REQUIRED ACTION: Your copy should run exactly from the line containing "Target: hoodie drawstring" to the last line of the entries below, and it should include no pictures.

..........

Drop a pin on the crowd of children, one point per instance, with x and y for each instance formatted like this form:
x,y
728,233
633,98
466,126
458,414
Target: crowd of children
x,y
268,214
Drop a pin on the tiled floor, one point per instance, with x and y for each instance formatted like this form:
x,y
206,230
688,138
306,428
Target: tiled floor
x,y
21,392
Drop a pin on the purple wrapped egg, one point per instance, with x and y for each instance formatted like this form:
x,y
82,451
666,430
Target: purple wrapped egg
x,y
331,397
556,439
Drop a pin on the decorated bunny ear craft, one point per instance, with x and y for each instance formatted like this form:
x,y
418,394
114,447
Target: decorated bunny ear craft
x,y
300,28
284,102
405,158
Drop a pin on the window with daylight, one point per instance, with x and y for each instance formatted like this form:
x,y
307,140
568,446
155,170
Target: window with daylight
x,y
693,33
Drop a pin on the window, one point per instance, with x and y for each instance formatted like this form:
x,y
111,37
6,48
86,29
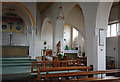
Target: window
x,y
75,33
112,30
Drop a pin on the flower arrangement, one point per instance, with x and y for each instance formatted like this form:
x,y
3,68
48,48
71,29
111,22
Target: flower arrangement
x,y
45,43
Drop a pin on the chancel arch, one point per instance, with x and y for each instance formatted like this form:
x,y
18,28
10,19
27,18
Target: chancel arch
x,y
19,27
75,19
46,33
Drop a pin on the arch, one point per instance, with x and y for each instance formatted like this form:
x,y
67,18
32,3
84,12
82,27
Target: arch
x,y
76,26
21,14
103,14
46,32
22,6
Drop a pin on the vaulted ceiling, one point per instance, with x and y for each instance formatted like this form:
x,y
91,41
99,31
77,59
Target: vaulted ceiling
x,y
43,6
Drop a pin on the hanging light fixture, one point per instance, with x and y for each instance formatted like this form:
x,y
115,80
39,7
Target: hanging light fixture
x,y
61,14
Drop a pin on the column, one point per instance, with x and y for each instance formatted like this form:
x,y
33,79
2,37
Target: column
x,y
33,43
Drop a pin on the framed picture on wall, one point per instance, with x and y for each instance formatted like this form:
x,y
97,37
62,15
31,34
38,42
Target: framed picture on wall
x,y
101,37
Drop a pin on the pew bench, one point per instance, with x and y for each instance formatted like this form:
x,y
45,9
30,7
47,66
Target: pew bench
x,y
65,74
79,73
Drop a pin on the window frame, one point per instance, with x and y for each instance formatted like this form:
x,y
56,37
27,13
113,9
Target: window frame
x,y
111,29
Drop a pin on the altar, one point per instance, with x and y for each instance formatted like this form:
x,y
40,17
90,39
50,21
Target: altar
x,y
71,53
15,51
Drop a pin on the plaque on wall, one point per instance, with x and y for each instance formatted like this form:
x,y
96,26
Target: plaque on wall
x,y
101,37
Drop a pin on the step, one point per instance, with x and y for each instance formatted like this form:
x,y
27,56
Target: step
x,y
14,64
4,62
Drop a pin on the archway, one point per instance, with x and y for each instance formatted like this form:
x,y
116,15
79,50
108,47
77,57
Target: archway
x,y
112,50
46,33
75,20
20,27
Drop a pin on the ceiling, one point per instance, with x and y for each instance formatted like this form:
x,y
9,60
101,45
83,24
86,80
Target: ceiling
x,y
43,6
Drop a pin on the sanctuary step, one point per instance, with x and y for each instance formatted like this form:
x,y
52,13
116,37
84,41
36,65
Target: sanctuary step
x,y
15,65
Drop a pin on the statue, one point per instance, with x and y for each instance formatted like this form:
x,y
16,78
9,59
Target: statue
x,y
58,48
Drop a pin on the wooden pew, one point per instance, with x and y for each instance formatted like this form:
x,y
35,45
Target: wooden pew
x,y
43,64
81,73
47,70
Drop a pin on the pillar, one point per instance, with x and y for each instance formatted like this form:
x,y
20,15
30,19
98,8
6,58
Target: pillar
x,y
33,43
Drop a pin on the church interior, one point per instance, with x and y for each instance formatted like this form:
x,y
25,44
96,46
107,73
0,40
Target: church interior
x,y
60,41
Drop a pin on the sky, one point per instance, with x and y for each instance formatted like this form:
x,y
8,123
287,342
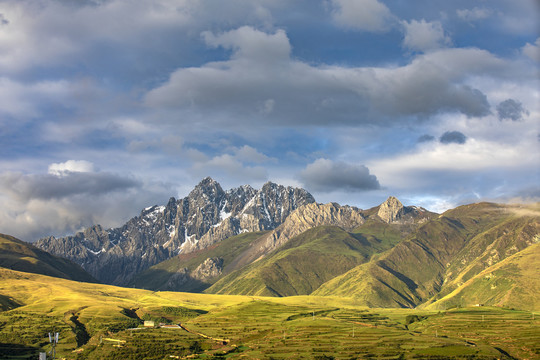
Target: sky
x,y
110,106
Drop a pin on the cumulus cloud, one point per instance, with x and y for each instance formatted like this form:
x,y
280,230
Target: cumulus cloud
x,y
261,68
249,154
326,175
426,138
233,166
366,15
70,198
70,166
511,109
64,183
474,14
453,137
423,36
532,50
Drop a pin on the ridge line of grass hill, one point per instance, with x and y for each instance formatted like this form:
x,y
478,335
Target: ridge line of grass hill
x,y
308,260
18,255
512,283
413,271
487,248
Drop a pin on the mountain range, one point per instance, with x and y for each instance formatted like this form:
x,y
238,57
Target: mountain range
x,y
277,241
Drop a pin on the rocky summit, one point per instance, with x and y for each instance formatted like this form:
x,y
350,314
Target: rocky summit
x,y
206,216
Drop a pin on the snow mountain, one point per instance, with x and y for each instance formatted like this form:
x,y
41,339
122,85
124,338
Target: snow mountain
x,y
205,217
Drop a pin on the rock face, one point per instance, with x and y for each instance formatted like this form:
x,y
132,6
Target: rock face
x,y
391,210
300,220
206,216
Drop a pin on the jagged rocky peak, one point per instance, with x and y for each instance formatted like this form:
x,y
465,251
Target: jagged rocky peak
x,y
391,210
206,216
208,187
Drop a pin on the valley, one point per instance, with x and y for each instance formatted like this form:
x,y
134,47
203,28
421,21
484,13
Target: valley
x,y
225,326
271,274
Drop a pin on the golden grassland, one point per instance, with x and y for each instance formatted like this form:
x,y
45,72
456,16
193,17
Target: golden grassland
x,y
104,322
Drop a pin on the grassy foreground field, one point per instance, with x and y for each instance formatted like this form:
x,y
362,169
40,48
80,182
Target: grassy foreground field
x,y
103,322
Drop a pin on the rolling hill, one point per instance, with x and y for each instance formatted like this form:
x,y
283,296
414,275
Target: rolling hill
x,y
306,261
18,255
439,256
198,270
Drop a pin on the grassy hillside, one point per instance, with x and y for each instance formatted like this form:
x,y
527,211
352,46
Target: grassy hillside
x,y
308,260
94,322
18,255
513,282
415,270
158,276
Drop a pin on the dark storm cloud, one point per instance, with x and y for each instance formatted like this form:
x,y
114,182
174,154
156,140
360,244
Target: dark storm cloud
x,y
325,175
48,186
455,137
426,138
511,109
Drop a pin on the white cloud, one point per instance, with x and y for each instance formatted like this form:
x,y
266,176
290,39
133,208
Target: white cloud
x,y
54,33
423,36
38,205
260,68
474,14
63,169
367,15
249,154
250,45
326,176
532,50
230,167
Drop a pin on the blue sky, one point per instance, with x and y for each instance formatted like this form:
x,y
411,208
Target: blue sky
x,y
110,106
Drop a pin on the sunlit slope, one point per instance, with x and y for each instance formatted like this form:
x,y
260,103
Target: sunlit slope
x,y
308,260
175,274
415,270
51,295
18,255
512,283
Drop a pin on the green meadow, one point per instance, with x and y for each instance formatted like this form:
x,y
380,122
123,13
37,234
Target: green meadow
x,y
106,322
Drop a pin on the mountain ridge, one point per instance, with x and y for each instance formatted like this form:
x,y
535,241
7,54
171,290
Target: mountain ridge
x,y
206,216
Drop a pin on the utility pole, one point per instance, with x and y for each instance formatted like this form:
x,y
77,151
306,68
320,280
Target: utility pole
x,y
53,339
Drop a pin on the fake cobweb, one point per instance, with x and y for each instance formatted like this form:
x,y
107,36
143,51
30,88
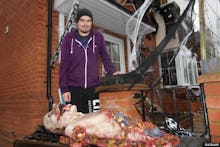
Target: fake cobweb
x,y
135,30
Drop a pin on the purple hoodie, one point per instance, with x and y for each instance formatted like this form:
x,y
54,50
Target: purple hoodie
x,y
79,66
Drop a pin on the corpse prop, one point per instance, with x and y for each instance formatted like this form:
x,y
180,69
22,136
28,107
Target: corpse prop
x,y
104,128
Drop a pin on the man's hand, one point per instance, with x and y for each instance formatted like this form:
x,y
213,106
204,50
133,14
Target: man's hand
x,y
66,96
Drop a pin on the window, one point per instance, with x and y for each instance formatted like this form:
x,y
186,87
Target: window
x,y
115,48
182,71
168,68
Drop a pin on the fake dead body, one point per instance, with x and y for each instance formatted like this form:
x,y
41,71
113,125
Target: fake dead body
x,y
104,128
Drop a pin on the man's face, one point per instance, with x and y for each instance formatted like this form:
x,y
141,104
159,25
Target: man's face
x,y
84,24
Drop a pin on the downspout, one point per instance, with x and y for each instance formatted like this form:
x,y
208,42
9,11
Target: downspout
x,y
49,50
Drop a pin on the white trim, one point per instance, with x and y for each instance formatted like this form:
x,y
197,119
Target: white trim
x,y
128,41
121,48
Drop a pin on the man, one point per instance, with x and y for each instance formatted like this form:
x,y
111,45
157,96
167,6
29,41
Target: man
x,y
79,68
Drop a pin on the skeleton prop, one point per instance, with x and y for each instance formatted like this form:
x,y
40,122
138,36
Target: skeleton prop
x,y
104,128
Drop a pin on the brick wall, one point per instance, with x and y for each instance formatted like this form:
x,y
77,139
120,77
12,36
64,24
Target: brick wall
x,y
211,83
23,59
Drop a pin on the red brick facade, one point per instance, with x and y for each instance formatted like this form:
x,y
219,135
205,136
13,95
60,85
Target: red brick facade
x,y
23,59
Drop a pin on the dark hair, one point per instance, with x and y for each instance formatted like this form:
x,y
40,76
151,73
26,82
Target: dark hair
x,y
83,12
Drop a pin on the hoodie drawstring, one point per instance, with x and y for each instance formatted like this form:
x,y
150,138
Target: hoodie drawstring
x,y
93,48
71,51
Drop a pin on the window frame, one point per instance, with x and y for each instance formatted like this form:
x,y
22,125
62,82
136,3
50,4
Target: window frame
x,y
120,42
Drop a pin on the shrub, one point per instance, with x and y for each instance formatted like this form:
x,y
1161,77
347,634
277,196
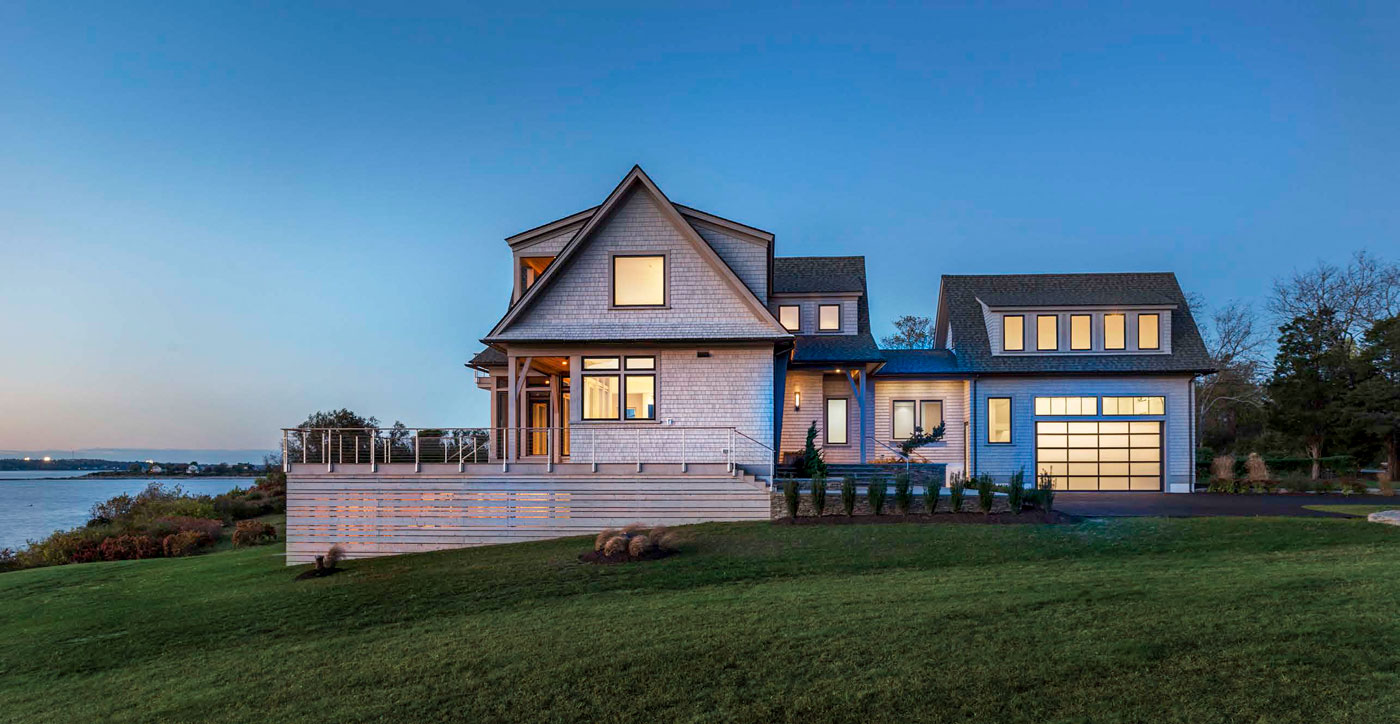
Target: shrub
x,y
1017,490
254,534
956,486
129,548
184,544
903,495
849,496
875,495
791,497
1255,468
931,490
818,495
984,493
1222,468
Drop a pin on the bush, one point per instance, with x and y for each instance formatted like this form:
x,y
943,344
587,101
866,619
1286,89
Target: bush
x,y
129,548
818,495
254,534
791,497
956,488
903,495
849,496
986,492
185,544
1017,490
875,495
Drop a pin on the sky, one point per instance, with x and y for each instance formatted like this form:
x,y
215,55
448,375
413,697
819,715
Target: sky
x,y
217,217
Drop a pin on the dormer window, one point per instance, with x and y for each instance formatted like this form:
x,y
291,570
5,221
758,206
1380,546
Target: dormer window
x,y
1012,332
1150,329
532,268
1047,332
791,317
639,280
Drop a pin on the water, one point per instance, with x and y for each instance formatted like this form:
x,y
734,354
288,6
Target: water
x,y
32,504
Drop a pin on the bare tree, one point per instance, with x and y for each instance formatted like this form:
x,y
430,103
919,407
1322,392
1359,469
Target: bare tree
x,y
910,333
1365,290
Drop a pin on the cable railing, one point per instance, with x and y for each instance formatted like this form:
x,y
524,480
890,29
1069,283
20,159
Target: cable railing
x,y
592,444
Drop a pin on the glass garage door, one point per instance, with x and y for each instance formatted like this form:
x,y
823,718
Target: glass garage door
x,y
1101,455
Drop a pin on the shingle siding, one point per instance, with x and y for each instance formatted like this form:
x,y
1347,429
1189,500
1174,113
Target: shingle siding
x,y
577,305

..........

SOLUTION:
Target: hoodie drawstring
x,y
93,48
71,51
Drop a pin on the window frame, one point per instance, with x and y for each instance formatted like this form:
x,y
22,125
62,82
136,3
50,4
Target: window frame
x,y
120,42
Drop a pin on the shrub, one point per instance, with x and y for each instance formatted like this form:
x,y
1161,77
347,634
277,196
Target: shrub
x,y
1017,490
254,534
956,486
129,548
184,544
903,495
849,496
875,495
791,497
1255,468
931,490
818,495
984,493
1222,468
Drop a pin on the bush, one point per instance, with x and y for each instance formatted like this form:
x,y
943,344
587,101
866,619
1286,89
Target: bush
x,y
129,548
818,495
254,534
791,497
956,488
903,495
849,496
986,492
185,544
1017,490
875,495
Drop a pin on the sky, one point per instance, with x and y for each instance formatted like this form:
x,y
215,55
448,375
413,697
819,715
Target: sky
x,y
217,217
Drop a pin on the dormer window, one point per instance, with x and y for each instance formatted like this form:
x,y
291,570
5,221
758,206
1380,546
Target: dormer window
x,y
1012,332
1150,329
532,268
1047,332
791,317
639,280
Drop a pin on the water, one point per instance, with x and y for each instance formatted like this form:
x,y
734,354
288,6
Target: water
x,y
32,504
Drop a pin on the bare tree, one point per instance, with x and y for each instance formatted like this form:
x,y
430,103
919,407
1322,392
1359,469
Target: bare tree
x,y
910,333
1365,290
Drop a pin on the cable railing, one point per instance, with x and y for each instance formatted like this form:
x,y
524,480
890,29
1069,283
20,159
Target: cable railing
x,y
592,444
Drop a pin on the glass garage door, one point per instance, with x and y for each instance formatted like this form:
x,y
823,718
Target: glass garage door
x,y
1101,455
Drop a pin on the shingle siding, one point per instance, with x and y for each instance formatted like this form:
x,y
1347,429
1189,500
1174,113
Target: shingle siding
x,y
577,305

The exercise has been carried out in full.